## PROBLEM TO SOLVE
Copy each of the records below word for word, keeping every line in its original order.

## DATA FOR THIS EXERCISE
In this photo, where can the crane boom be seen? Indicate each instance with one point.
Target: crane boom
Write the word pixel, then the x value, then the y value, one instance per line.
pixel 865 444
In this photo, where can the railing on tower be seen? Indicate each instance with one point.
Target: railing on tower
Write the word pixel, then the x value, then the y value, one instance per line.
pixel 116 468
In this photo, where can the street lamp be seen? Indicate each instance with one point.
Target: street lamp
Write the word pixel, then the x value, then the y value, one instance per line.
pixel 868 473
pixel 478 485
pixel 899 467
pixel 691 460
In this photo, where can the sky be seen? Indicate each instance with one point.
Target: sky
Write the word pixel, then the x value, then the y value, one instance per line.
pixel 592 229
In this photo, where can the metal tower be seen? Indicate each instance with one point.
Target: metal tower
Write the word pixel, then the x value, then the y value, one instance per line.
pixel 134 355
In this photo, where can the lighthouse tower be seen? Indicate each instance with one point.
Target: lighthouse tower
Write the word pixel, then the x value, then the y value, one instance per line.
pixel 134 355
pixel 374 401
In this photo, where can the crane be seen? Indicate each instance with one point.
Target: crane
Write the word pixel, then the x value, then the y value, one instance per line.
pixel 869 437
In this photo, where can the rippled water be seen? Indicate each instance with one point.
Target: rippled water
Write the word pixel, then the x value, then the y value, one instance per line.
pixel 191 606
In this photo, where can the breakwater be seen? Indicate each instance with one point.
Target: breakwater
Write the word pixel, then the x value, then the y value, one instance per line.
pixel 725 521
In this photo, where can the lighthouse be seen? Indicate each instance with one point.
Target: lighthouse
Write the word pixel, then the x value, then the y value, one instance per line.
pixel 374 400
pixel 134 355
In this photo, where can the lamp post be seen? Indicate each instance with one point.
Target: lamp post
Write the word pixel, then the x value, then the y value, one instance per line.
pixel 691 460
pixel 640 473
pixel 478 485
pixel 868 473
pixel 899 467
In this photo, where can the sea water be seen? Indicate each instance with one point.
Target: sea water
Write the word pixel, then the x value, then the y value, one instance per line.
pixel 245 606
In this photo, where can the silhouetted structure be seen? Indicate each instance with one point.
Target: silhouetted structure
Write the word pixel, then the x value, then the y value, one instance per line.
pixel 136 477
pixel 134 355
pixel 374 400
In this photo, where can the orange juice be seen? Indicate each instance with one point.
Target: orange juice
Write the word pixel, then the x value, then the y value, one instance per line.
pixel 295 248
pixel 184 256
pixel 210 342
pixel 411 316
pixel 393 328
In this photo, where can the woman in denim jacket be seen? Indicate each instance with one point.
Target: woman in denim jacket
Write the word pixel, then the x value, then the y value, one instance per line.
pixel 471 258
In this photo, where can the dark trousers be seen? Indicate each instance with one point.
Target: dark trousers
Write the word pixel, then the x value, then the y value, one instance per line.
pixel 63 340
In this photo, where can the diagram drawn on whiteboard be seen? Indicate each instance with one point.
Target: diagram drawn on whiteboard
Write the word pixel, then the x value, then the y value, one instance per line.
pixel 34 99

## TASK RESULT
In this photo, where can the crane boom be seen? Indicate each instance with one point.
Target: crane boom
Write the word pixel, then the x value, then the y value, one instance per line.
pixel 865 444
In this photo, where can the railing on tower be seen? Indicate each instance with one point.
Target: railing on tower
Write the word pixel, then the x value, then the y value, one instance per line.
pixel 116 468
In this photo, where can the street lamp be seen? Indicate each instance with one point.
Target: street lamp
Write the word pixel, then the x value, then the y value, one instance per line.
pixel 868 473
pixel 478 485
pixel 899 467
pixel 691 460
In this photo, where can the sky be seen? Indicate each instance with one point.
Target: sky
Write the word pixel, then the x value, then the y value, one instance per line.
pixel 592 229
In this photo, where can the metal tower be seen? Indicate each instance with one point.
Target: metal tower
Write the word pixel, then the x value, then the y value, one instance per line.
pixel 134 355
In this photo, where can the lighthouse tower be seen? Indicate each instance with one point.
Target: lighthouse tower
Write the word pixel, then the x value, then the y value, one instance per line.
pixel 134 355
pixel 374 401
In this photo, where can the crane be seen? Indicate each instance with one point.
Target: crane
Write the word pixel, then the x value, then the y value, one instance per line.
pixel 869 437
In this photo, where can the rippled water be seen? Indicate each instance with one point.
Target: rippled water
Write the word pixel, then the x value, then the y value, one instance per line.
pixel 191 606
In this photo, where can the breakwater be seen? Indicate each instance with one point.
Target: breakwater
Write the word pixel, then the x value, then the y value, one instance per line.
pixel 725 521
In this photo, where can the lighthouse be seen? Indicate each instance with one point.
Target: lighthouse
Write the word pixel, then the x value, then the y value, one instance per line.
pixel 374 400
pixel 134 355
In this photo, where can the lamp post be seen? Indicate each instance with one point.
Target: lamp post
Write the word pixel, then the x value, then the y value, one instance per line.
pixel 691 460
pixel 640 473
pixel 478 485
pixel 868 473
pixel 899 467
In this photo, where can the sea water be seen? Indicate each instance with one point.
Target: sea water
Write the word pixel, then the x value, then the y value, one instance per line.
pixel 245 606
In this photo, where can the silhouetted structure be seen? Indicate each instance with one point.
Target: silhouetted structure
Write the word pixel, then the x value, then the y value, one instance per line.
pixel 136 477
pixel 134 355
pixel 374 400
In this photo, where can the orange juice be seen? Indicate each instance with one point.
Target: orange juice
Write the word pixel, then the x value, then the y value, one instance per line.
pixel 295 248
pixel 184 256
pixel 210 342
pixel 411 316
pixel 393 328
In this photo, where can the woman in denim jacket be seen? Indicate each instance with one point.
Target: woman in denim jacket
Write the word pixel, then the x value, then the y value, one instance per line.
pixel 471 258
In this photo, where can the dark trousers be seen? Indicate each instance with one point.
Target: dark trousers
Write the word pixel, then the x value, then the y value, one instance per line.
pixel 63 340
In this photo, where can the diagram drawn on whiteboard be seen? Indicate each instance with one point.
Target: diagram drawn on whiteboard
Write the word pixel, then the x value, then the y value, one instance per line.
pixel 34 99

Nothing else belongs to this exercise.